**WHAT YOU NEED TO DO:** Copy out the records verbatim, everything from the line containing "# draw the outline of every instance of the reflective" down to the line containing "277], [382, 288]]", both of those lines included.

**DATA PROVIDED:**
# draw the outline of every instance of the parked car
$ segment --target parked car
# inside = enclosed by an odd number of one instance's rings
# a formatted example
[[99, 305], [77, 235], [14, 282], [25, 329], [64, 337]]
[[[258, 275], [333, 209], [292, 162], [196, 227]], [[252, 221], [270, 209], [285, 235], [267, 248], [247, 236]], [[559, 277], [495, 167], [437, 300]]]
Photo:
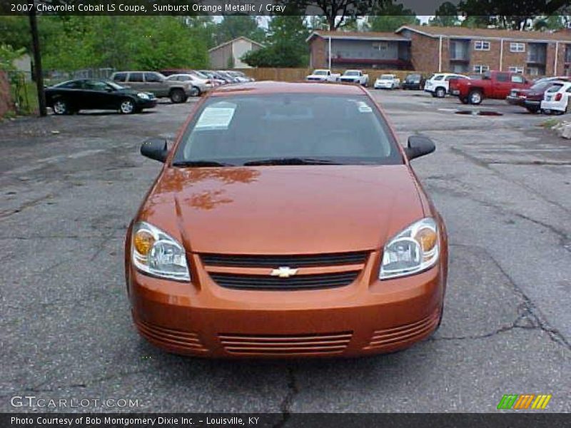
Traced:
...
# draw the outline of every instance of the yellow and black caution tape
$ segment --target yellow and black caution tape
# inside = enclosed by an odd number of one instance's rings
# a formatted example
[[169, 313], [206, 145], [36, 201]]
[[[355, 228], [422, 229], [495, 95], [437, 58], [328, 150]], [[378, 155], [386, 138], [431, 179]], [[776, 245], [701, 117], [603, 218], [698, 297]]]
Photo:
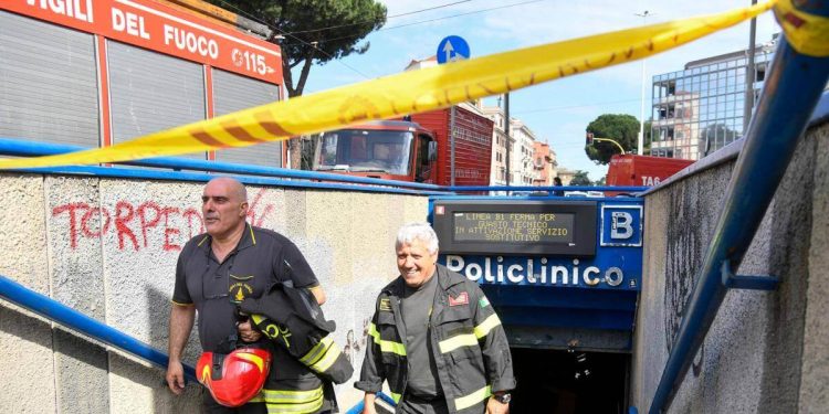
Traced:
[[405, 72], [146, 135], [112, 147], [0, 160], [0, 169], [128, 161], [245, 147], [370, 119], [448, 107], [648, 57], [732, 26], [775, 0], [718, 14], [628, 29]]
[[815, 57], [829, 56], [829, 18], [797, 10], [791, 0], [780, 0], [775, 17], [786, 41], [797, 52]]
---
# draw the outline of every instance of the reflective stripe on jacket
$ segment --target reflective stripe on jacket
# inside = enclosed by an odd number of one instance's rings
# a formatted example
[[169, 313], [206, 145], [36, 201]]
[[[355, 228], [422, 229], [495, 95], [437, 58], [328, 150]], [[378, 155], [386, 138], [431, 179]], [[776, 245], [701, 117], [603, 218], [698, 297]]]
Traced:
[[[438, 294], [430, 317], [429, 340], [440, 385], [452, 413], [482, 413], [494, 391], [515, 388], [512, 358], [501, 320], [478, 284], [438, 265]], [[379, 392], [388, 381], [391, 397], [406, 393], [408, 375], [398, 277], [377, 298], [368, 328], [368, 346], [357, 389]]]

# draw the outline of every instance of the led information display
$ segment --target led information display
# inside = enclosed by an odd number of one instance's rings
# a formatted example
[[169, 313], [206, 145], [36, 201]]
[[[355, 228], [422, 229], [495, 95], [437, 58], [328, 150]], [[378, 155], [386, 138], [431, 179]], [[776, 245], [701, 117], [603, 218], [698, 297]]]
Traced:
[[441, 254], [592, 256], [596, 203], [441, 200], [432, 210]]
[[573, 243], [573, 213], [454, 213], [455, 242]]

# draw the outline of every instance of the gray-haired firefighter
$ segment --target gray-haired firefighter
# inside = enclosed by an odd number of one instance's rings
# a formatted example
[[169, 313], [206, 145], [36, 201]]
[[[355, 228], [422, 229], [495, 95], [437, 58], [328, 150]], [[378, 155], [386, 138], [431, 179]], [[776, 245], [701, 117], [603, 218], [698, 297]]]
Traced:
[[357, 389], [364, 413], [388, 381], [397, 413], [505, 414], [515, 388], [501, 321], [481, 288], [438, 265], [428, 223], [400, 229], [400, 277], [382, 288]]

**WRITTEN RESPONSE:**
# draw the outline of every instance of the reflective stripe on jacket
$ segment --target reflective stripe on jacket
# inside = enclosed by an odd number of one instance's rings
# a formatted example
[[169, 313], [206, 145], [36, 201]]
[[[355, 228], [422, 229], [495, 95], [437, 58], [328, 150]], [[378, 155], [386, 138], [431, 179]], [[776, 245], [701, 117], [603, 218], [698, 297]]]
Traced:
[[[438, 294], [430, 317], [429, 340], [440, 385], [452, 413], [482, 413], [494, 391], [515, 388], [512, 358], [501, 320], [478, 284], [438, 265]], [[379, 392], [388, 381], [391, 397], [406, 393], [408, 375], [398, 277], [377, 298], [368, 328], [368, 346], [357, 389]]]

# draw the outline of every instance of the led information display
$ segment --target led information display
# inside = enclosed by an odd number of one instance's rings
# a formatted example
[[169, 313], [206, 145], [36, 201]]
[[[355, 228], [422, 229], [495, 95], [437, 58], [328, 150]], [[378, 155], [386, 138], [431, 179]], [[776, 245], [701, 117], [603, 218], [698, 297]]]
Traced:
[[441, 254], [592, 256], [596, 203], [441, 200], [432, 210]]
[[573, 243], [573, 213], [454, 213], [455, 242]]

# draw the outline of every instance of the gray-haired firefighter
$ segment --target gray-haired firefighter
# inside = enclosed by an odd number of one instance's rings
# a formatted example
[[169, 313], [206, 145], [36, 201]]
[[[355, 228], [422, 229], [495, 95], [437, 58], [328, 150]], [[378, 155], [386, 138], [431, 179]], [[776, 245], [701, 117], [603, 218], [698, 297]]]
Traced:
[[357, 389], [364, 413], [388, 381], [397, 413], [505, 414], [515, 388], [501, 321], [481, 288], [438, 265], [428, 223], [400, 229], [400, 277], [382, 288]]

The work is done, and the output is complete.